ОТРЫВОК ДЛЯ ЧТЕНИЯ:
****************
Реакция на эти процессы тоже зачастую принимает не менее, если не более
уродливые формы. В качестве общеизвестного примера можно привести возню
вокруг так называемых "торсионных полей". Разумеется, само по себе
стремление выйти за рамки современной физики не заслуживает осуждения. Беда
как раз в недостаточной радикальности этого стремления и в необоснованных
попытках распространить дух и методы современного естествознания на
"запретную" область. Говорить о сознании как о "полевой форме материи",
забыв весь духовный опыт человечества, - значит пытаться усвоить и развить
худшее в нынешней науке - ее некорректные претензии на всеобщность и
глобальность. Сомнительность экспериментальных результатов и теоретических
построений является уже неизбежным следствием недопустимости подобных
интерполяций. Фактический основоположник "торсионного" направления Н. А.
Козырев (почти не упоминаемый в работах последователей, что тоже достаточно
типично), по-видимому, основывался на каких-то личных мистических озарениях,
к сожалению, под воздействием сциентистского "духа времени" изложенных в
неадекватной "естественнонаучной" форме. Сейчас это вполне процветающая
отрасль шоу-бизнеса, вполне успешно конкурирующая по "товарообороту" с
официальной академической российской наукой. Последняя, в свою очередь,
слишком озабочена проблемами своего престижа, да и физического выживания,
чтобы всерьез беспокоиться о каком-то там "духовном измерении". В результате
официальная "борьба с лженаукой", несмотря на основательность предпосылок,
воспринимается обществом скорее в контексте банальных рыночных разборок, чем
как свидетельство заботы о духовном здоровье страны. К большому сожалению,
этот же рыночный привкус ощущается и в религиозной жизни, например, в
действительно очень непростом и болезненном вопросе о взаимоотношениях
различных христианских конфессий. Впрочем, как неоднократно подчеркивалось
выше, и на благополучном по нашим меркам Западе забота о привлекательности
упаковки (все равно - жевательной резинки, "духовных учений" или научных
результатов) давно уже оттеснила заботу об Истине.
****************
Записанные данные
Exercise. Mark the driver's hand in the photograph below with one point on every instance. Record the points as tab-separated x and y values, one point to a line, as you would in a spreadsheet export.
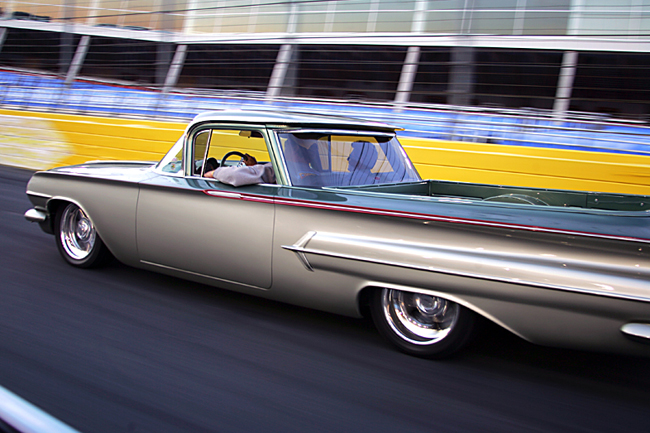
249	160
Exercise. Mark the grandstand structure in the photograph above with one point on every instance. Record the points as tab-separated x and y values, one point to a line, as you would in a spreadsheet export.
558	59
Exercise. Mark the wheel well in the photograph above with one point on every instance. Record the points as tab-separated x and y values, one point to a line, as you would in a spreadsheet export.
52	208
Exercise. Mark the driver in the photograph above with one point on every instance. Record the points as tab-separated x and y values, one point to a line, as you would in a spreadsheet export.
249	174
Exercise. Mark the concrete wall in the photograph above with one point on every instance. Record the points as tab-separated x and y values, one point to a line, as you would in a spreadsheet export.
40	141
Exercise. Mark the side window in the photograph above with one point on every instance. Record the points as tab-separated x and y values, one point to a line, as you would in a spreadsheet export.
172	162
210	146
251	142
200	144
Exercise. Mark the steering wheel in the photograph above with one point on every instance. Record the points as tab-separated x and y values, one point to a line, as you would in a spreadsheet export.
228	155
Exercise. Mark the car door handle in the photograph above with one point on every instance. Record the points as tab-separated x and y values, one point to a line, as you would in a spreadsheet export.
224	194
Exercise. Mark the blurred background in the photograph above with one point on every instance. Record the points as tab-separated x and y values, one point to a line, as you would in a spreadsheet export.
552	74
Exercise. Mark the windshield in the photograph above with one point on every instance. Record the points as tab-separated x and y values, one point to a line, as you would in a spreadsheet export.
336	159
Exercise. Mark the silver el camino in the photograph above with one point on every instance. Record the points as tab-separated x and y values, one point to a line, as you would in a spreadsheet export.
334	216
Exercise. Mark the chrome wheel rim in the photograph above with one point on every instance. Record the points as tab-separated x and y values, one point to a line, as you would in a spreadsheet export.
77	233
418	318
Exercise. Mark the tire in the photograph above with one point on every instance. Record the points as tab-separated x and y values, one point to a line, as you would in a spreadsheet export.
422	325
77	238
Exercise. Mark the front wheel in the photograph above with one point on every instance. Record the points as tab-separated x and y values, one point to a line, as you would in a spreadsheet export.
77	238
422	325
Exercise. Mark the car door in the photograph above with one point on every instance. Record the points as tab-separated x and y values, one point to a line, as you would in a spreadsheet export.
201	226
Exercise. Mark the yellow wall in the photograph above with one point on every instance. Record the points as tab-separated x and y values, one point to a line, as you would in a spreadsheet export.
44	140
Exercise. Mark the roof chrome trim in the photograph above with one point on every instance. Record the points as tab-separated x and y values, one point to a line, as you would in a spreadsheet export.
638	330
27	418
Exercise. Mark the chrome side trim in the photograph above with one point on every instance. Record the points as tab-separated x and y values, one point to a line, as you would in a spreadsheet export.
27	418
301	250
447	219
38	194
302	243
639	330
171	268
35	216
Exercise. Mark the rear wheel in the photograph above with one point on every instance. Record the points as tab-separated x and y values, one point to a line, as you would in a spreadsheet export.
77	238
422	325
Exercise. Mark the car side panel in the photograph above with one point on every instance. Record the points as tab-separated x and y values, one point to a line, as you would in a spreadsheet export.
549	288
207	228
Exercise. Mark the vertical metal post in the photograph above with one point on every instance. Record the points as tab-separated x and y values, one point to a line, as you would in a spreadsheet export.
407	77
284	58
175	68
282	63
65	51
164	50
412	59
461	81
565	84
78	60
3	36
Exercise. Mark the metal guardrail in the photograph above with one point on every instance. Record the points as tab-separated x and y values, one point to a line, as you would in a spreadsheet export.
467	124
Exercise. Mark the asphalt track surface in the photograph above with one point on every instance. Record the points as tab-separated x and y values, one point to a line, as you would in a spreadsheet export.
124	350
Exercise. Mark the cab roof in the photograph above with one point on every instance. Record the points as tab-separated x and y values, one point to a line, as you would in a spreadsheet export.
289	119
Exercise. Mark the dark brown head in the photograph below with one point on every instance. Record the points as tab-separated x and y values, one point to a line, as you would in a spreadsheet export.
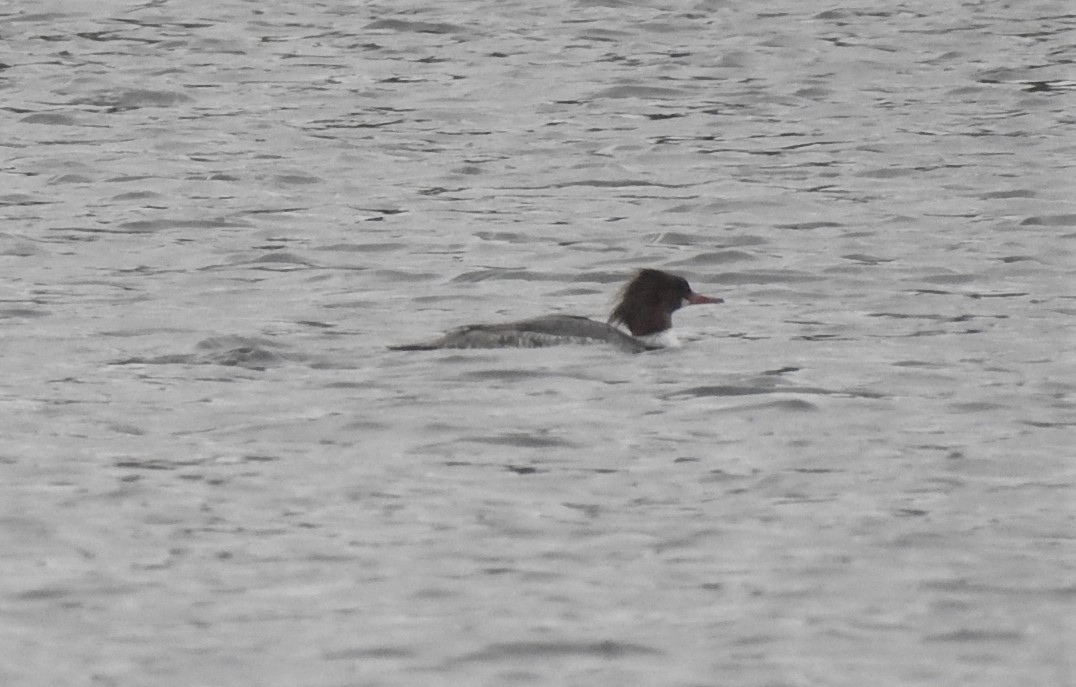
****************
ЗАДАНИЕ 1: Перечислите всё, о привлекательности упаковки чего, согласно отрывку, заботятся на Западе.
ЗАДАНИЕ 2: Повторите из отрывка дословно всё, начиная со слов «Реакция на эти» и вплоть до слов «направления Н. А.».

ПИСЬМЕННЫЙ ОТВЕТ 1: Жевательная резинка, «духовные учения» и научные результаты.

ПИСЬМЕННЫЙ ОТВЕТ 2:
Реакция на эти процессы тоже зачастую принимает не менее, если не более
уродливые формы. В качестве общеизвестного примера можно привести возню
вокруг так называемых "торсионных полей". Разумеется, само по себе
стремление выйти за рамки современной физики не заслуживает осуждения. Беда
как раз в недостаточной радикальности этого стремления и в необоснованных
попытках распространить дух и методы современного естествознания на
"запретную" область. Говорить о сознании как о "полевой форме материи",
забыв весь духовный опыт человечества, - значит пытаться усвоить и развить
худшее в нынешней науке - ее некорректные претензии на всеобщность и
глобальность. Сомнительность экспериментальных результатов и теоретических
построений является уже неизбежным следствием недопустимости подобных
интерполяций. Фактический основоположник "торсионного" направления Н. А.